Reading passage.
┌──
Do hotel bars need there own accounts? At one time directv has give out free HD boxes for the bar with some of the in room plans.


----------



## Stuart Sweet (Jun 19, 2006)

Yes, things need to be set up differently for bars than for guest rooms. It's because a bar is considered "public viewing" and therefore the pricing is based on the occupancy of the bar.


----------



## JoeTheDragon (Jul 21, 2008)

Stuart Sweet said:


> Yes, things need to be set up differently for bars than for guest rooms. It's because a bar is considered "public viewing" and therefore the pricing is based on the occupancy of the bar.


I have also been to hotels where the public viewing tv where just hooked up to the same system as the other TV's.


----------



## Stuart Sweet (Jun 19, 2006)

I'm not saying it doesn't happen... only that it shouldn't.


----------



## HoTat2 (Nov 16, 2005)

Say Stuart;

Briefly, is the managed DRE (or "DRE Plus") system the same as I read on it from an early installer's experience a while ago posted on the Solid Signal Blog for its discussion?

Basically;

VPN router (optional, for remote control and monitoring of system) <-----> UNIX (Linux) server (for system administration and control) <-----> ethernet switch (large enterprise type) <-----> large number of CCKs <-----> OTA/SWM Satellite diplexers (to combine DECA networking signals with SWiM satellite signals) <------> 4/8-way SWiM splitters <-----> To various hotel room receivers (H25s or HR24s).

NOTE: The SWiM satellite signals of this particular installation were provided by SWiM-32s cascaded or fed by intervening taps and amplifiers where necessary.

EDIT: Forgot to add SWIM splitters to signal flow chain and made arrows bi-directional to indicate data signals can take place either direction,


----------



## Stuart Sweet (Jun 19, 2006)

Yes, that's DRE Plus, also known as Managed DRE. The DIRECTV hardware is stock, as I said, but the IT infrastructure is all custom. It runs a very specific build of Ubuntu, the hardware is all very specific and it's configured very precisely for minimum support issues.
└──
Goals.
**a)** In the forum thread about hotel DIRECTV setups, rewrite everything from "## HoTat2 (Nov" down to "(H25s or HR24s).", swapping "ethernet switch" for "network switch".
**b)** According to the forum thread about hotel DIRECTV setups, what operating system does DRE Plus run?
**c)** Write the next reply in the forum thread about hotel DIRECTV setups, picking up after its final post.
The material that comes after this thread is separate from it.

Listed entries.
┌──
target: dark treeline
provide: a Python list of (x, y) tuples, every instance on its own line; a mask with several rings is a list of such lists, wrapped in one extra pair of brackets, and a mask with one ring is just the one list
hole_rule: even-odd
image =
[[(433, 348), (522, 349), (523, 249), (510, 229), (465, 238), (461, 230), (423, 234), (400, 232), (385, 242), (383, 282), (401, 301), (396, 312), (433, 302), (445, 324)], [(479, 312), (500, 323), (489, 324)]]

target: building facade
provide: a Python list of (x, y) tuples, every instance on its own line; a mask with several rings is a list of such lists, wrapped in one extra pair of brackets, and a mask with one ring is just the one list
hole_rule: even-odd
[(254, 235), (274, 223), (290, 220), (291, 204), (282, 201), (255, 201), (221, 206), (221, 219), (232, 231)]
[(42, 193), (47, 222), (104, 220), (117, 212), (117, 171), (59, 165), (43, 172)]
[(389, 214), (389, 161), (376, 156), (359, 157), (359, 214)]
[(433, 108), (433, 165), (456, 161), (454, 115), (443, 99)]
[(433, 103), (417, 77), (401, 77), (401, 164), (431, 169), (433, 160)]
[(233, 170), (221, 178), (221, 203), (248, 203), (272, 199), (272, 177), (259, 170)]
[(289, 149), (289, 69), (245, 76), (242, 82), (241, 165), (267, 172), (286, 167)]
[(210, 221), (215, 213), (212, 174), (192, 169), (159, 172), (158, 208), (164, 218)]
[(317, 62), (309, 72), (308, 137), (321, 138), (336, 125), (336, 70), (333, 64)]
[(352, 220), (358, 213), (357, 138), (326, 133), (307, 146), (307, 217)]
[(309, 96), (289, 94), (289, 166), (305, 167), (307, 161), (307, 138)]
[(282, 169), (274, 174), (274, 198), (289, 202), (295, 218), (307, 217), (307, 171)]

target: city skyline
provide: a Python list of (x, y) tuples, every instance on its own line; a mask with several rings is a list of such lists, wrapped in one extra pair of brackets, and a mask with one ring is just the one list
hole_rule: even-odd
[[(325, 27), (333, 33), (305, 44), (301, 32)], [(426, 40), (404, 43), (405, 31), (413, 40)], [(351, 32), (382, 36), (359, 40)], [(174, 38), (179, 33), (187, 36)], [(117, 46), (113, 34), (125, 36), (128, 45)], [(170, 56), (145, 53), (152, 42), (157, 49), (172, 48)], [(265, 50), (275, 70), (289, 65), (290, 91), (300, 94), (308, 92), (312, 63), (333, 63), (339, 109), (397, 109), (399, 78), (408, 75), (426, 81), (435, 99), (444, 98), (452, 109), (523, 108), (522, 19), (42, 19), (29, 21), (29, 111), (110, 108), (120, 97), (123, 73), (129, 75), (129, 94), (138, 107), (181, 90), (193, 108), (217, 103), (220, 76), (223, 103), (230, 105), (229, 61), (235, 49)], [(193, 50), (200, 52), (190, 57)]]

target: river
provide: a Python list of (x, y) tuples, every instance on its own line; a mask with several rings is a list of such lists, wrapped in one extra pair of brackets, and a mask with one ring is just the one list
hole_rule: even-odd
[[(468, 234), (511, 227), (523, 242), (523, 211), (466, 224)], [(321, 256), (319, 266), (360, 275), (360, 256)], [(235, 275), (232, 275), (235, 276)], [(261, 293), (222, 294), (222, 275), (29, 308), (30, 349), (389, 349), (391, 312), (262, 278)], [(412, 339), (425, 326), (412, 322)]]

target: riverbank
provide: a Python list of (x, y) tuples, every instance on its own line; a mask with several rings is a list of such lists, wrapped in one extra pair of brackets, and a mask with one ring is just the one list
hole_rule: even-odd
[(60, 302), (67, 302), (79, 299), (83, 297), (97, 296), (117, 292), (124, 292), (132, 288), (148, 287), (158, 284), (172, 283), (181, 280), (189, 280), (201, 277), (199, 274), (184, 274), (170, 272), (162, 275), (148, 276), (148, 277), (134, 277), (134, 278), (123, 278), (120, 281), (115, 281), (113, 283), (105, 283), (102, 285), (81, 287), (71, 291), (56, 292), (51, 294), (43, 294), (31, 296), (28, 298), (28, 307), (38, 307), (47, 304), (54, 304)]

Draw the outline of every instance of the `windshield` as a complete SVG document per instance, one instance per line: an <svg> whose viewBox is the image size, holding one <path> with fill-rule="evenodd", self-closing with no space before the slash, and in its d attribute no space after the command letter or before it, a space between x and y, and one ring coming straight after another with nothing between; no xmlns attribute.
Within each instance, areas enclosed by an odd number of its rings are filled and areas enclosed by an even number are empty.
└──
Solved problems.
**a)**
## HoTat2 (Nov 16, 2005)

Say Stuart;

Briefly, is the managed DRE (or "DRE Plus") system the same as I read on it from an early installer's experience a while ago posted on the Solid Signal Blog for its discussion?

Basically;

VPN router (optional, for remote control and monitoring of system) <-----> UNIX (Linux) server (for system administration and control) <-----> network switch (large enterprise type) <-----> large number of CCKs <-----> OTA/SWM Satellite diplexers (to combine DECA networking signals with SWiM satellite signals) <------> 4/8-way SWiM splitters <-----> To various hotel room receivers (H25s or HR24s).

**b)** It runs a very specific build of Ubuntu.

**c)**
With regard to the SWiM-32s, just as in any other install you can cascade one SWiM-32 off another but no more than that. The ideal system has IDF closets (intermediate closets) on every floor to keep the home runs off the SWM under 250' so the network signals don't have issues.


----------



## Laxguy (Dec 2, 2010)

Well, if I ever buy a hotel, SS is the first guy I'd e-mail!


----------



## Stuart Sweet (Jun 19, 2006)

I'm lucky enough to have gotten all the certifications required for DRE, and I'm happy to share any info I can.


----------



## Laxguy (Dec 2, 2010)

I doubt that luck had much to do with it! Congrats, too!


----------



## longrider (Apr 21, 2007)

Stuart, just out of curiosity are you required to use one of these technologies in a hotel/motel environment or in the case of a smaller property just use regular receivers and a SWM-16? (Obviously this would be with the correct service from DirecTV) I ask because a couple years ago I stayed in a small (maybe 20 room) property in Dubois, WY and they had Dish. Granted my knowledge of Dish hardware and software is limited but it looked to me just like what I would have at home including the interface


----------



## Stuart Sweet (Jun 19, 2006)

My guess -- and I don't want to point fingers -- is that hotel in Wyoming wasn't operating strictly within the rules. Until recently, DISH really hasn't done anything in the hotel industry other than sell receivers for headends, so having receivers in the room was probably something... extracurricular. 

In a small hotel you can use unmanaged DRE which is essentially just the same as a residential or bar system... just the SWMs you need and H25 receivers in the room with a special software load. The real difference in a hotel is the pricing, which is put together differently especially for the premium channels.


----------



## James Long (Apr 17, 2003)

Stuart Sweet said:


> My guess -- and I don't want to point fingers -- is that hotel in Wyoming wasn't operating strictly within the rules. Until recently, DISH really hasn't done anything in the hotel industry other than sell receivers for headends, so having receivers in the room was probably something... extracurricular.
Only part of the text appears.